TASK OBJECTIVE:
In the listing below, transcribe the line that contains "the wooden plank." and all lines following it, ending with the last line. Add nothing.

DATA FOR THE TASK:

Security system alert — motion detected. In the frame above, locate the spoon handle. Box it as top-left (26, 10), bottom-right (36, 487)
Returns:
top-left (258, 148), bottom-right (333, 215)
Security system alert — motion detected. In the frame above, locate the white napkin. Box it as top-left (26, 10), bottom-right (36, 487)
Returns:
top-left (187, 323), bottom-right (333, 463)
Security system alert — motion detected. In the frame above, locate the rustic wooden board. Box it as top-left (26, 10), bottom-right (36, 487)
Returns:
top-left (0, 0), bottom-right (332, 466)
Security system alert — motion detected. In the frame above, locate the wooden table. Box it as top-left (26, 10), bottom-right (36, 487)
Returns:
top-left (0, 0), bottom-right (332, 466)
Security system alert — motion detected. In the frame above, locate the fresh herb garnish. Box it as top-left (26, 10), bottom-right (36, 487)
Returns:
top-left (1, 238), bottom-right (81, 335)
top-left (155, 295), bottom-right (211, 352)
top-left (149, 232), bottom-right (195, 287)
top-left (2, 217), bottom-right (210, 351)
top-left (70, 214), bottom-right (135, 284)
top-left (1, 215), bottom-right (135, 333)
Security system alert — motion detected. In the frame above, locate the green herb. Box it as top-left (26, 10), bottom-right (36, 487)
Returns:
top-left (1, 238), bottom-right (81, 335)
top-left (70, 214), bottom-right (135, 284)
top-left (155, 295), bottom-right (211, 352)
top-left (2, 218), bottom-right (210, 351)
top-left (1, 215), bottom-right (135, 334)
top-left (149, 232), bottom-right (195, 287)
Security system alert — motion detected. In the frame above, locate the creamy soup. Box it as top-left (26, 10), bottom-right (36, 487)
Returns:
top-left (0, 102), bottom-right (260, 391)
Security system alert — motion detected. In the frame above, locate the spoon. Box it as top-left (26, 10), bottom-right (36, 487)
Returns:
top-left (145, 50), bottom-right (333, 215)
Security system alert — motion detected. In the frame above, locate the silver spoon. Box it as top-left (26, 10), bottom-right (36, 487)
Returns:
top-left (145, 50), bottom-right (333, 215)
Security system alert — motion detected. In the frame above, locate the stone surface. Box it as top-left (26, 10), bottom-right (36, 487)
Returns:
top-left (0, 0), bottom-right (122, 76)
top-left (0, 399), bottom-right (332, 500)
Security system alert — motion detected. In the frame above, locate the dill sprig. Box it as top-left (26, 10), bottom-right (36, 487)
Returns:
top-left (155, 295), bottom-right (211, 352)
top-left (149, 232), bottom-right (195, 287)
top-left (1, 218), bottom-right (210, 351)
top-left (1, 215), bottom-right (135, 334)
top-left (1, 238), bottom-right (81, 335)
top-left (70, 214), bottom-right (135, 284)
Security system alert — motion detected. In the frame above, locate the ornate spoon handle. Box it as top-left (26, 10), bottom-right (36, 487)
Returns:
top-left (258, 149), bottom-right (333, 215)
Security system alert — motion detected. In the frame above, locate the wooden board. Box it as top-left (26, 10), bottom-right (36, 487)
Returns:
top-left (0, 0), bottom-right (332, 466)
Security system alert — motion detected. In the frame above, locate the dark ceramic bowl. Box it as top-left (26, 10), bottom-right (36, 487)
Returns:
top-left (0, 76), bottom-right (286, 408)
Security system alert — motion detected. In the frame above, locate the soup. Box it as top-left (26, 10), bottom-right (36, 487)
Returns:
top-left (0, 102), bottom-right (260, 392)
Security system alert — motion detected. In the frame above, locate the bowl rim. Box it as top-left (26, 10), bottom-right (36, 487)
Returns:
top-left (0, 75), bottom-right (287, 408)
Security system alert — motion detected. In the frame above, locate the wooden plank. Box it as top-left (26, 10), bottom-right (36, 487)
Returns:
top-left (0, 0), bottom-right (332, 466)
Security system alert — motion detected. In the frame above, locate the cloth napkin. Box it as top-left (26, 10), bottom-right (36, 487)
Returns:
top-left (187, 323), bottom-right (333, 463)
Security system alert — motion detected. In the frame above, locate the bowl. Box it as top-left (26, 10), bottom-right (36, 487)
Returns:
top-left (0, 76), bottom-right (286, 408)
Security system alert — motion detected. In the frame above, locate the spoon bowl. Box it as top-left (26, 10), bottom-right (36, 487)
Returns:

RESPONSE AREA:
Security system alert — motion detected. In the frame above, locate the wooden plank. Box it as top-left (26, 10), bottom-right (36, 487)
Returns:
top-left (0, 0), bottom-right (332, 466)
Security system alert — motion detected. In the frame above, locate the cloth napkin. Box it as top-left (26, 10), bottom-right (36, 487)
Returns:
top-left (187, 323), bottom-right (333, 463)
Security system alert — motion detected. In the frame above, locate the bowl. Box it as top-left (26, 10), bottom-right (36, 487)
Returns:
top-left (0, 76), bottom-right (286, 408)
Security system alert — motion detected. In the frame above, locate the spoon bowl. Box it as top-left (26, 10), bottom-right (36, 487)
Returns:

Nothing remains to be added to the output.